• Exercise requirements
Reproduce all of the records below with every "pointer" changed to "locator" and nothing else altered. Leave out the pictures.

• Extracted records

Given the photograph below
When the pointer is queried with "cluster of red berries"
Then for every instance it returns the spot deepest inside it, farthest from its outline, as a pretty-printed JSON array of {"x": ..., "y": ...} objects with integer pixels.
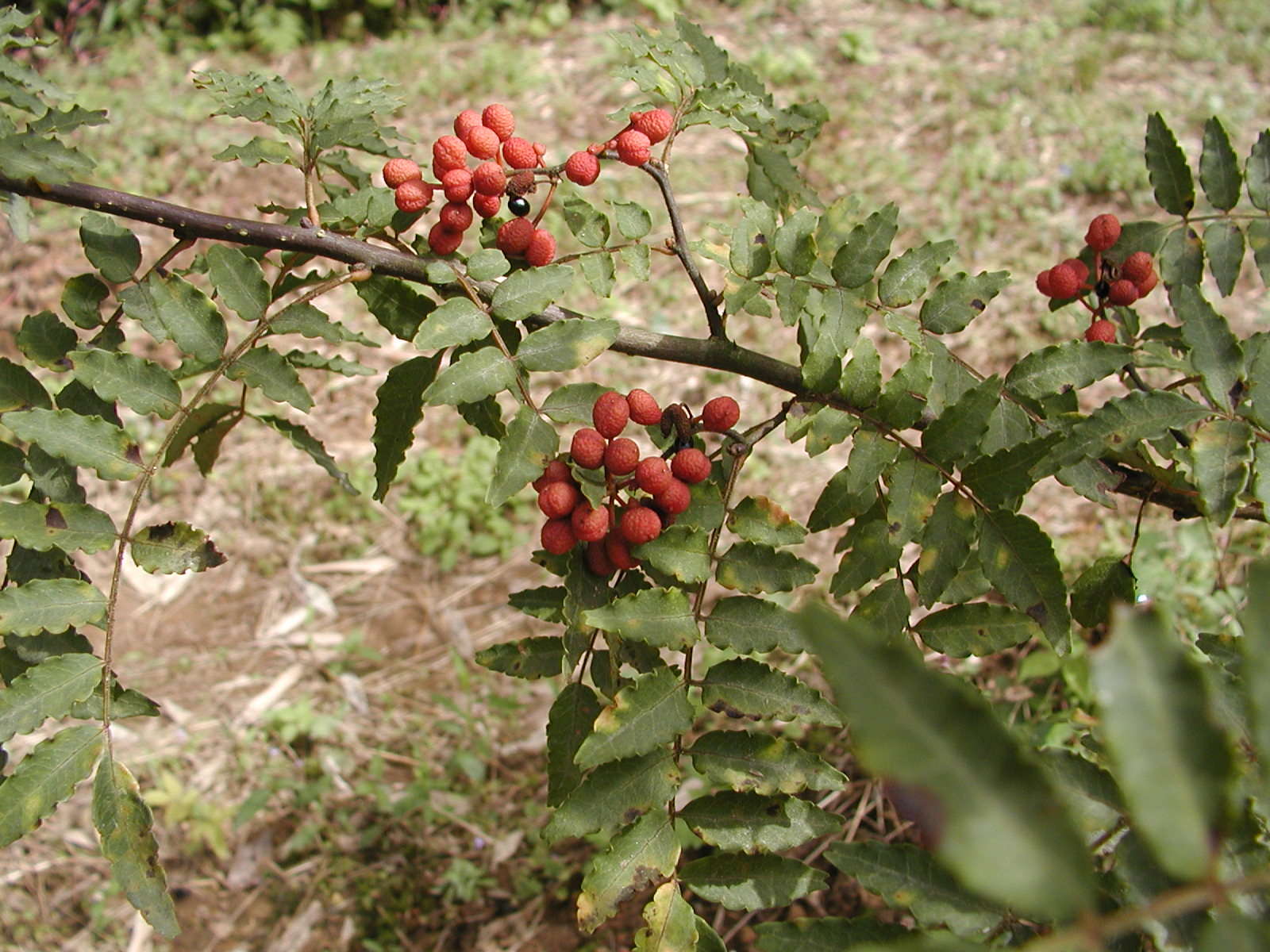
[
  {"x": 656, "y": 490},
  {"x": 1114, "y": 282},
  {"x": 634, "y": 146},
  {"x": 505, "y": 165}
]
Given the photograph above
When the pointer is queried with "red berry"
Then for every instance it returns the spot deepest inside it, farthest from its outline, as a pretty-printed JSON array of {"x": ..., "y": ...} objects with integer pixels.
[
  {"x": 1104, "y": 232},
  {"x": 1123, "y": 292},
  {"x": 465, "y": 121},
  {"x": 653, "y": 475},
  {"x": 582, "y": 168},
  {"x": 556, "y": 471},
  {"x": 448, "y": 152},
  {"x": 622, "y": 456},
  {"x": 1102, "y": 330},
  {"x": 618, "y": 552},
  {"x": 610, "y": 413},
  {"x": 498, "y": 118},
  {"x": 587, "y": 448},
  {"x": 675, "y": 498},
  {"x": 413, "y": 196},
  {"x": 639, "y": 524},
  {"x": 518, "y": 154},
  {"x": 559, "y": 499},
  {"x": 598, "y": 562},
  {"x": 398, "y": 171},
  {"x": 514, "y": 236},
  {"x": 482, "y": 143},
  {"x": 1137, "y": 267},
  {"x": 558, "y": 536},
  {"x": 645, "y": 409},
  {"x": 456, "y": 216},
  {"x": 488, "y": 179},
  {"x": 541, "y": 249},
  {"x": 656, "y": 124},
  {"x": 487, "y": 206},
  {"x": 590, "y": 524},
  {"x": 1064, "y": 282},
  {"x": 721, "y": 414},
  {"x": 634, "y": 148},
  {"x": 691, "y": 465},
  {"x": 457, "y": 184}
]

• Final result
Given the photograph below
When the locator is queried with "cluster of red berries"
Then for every instance it returns the spot deepest inside it, farthest from its outline, as a pretty-printed JSON array of {"x": ..., "y": ...} objects with integer pixels.
[
  {"x": 656, "y": 490},
  {"x": 1114, "y": 282},
  {"x": 634, "y": 146},
  {"x": 505, "y": 165}
]
Given the photograph above
When the locator is queried with "red berry"
Then for every instance it returns the spot deepest inside it, farthest from its outline, as a pretty-printed JSON array of {"x": ..., "y": ...} objects with integer pixels.
[
  {"x": 1104, "y": 232},
  {"x": 1123, "y": 292},
  {"x": 465, "y": 121},
  {"x": 653, "y": 475},
  {"x": 582, "y": 168},
  {"x": 556, "y": 471},
  {"x": 448, "y": 152},
  {"x": 622, "y": 456},
  {"x": 1102, "y": 330},
  {"x": 618, "y": 552},
  {"x": 610, "y": 413},
  {"x": 498, "y": 118},
  {"x": 587, "y": 448},
  {"x": 675, "y": 498},
  {"x": 413, "y": 196},
  {"x": 639, "y": 524},
  {"x": 518, "y": 154},
  {"x": 559, "y": 499},
  {"x": 598, "y": 562},
  {"x": 398, "y": 171},
  {"x": 514, "y": 236},
  {"x": 482, "y": 143},
  {"x": 1137, "y": 267},
  {"x": 558, "y": 536},
  {"x": 645, "y": 409},
  {"x": 456, "y": 216},
  {"x": 488, "y": 179},
  {"x": 541, "y": 249},
  {"x": 656, "y": 124},
  {"x": 487, "y": 206},
  {"x": 590, "y": 524},
  {"x": 1064, "y": 282},
  {"x": 721, "y": 414},
  {"x": 634, "y": 148},
  {"x": 691, "y": 465},
  {"x": 457, "y": 184}
]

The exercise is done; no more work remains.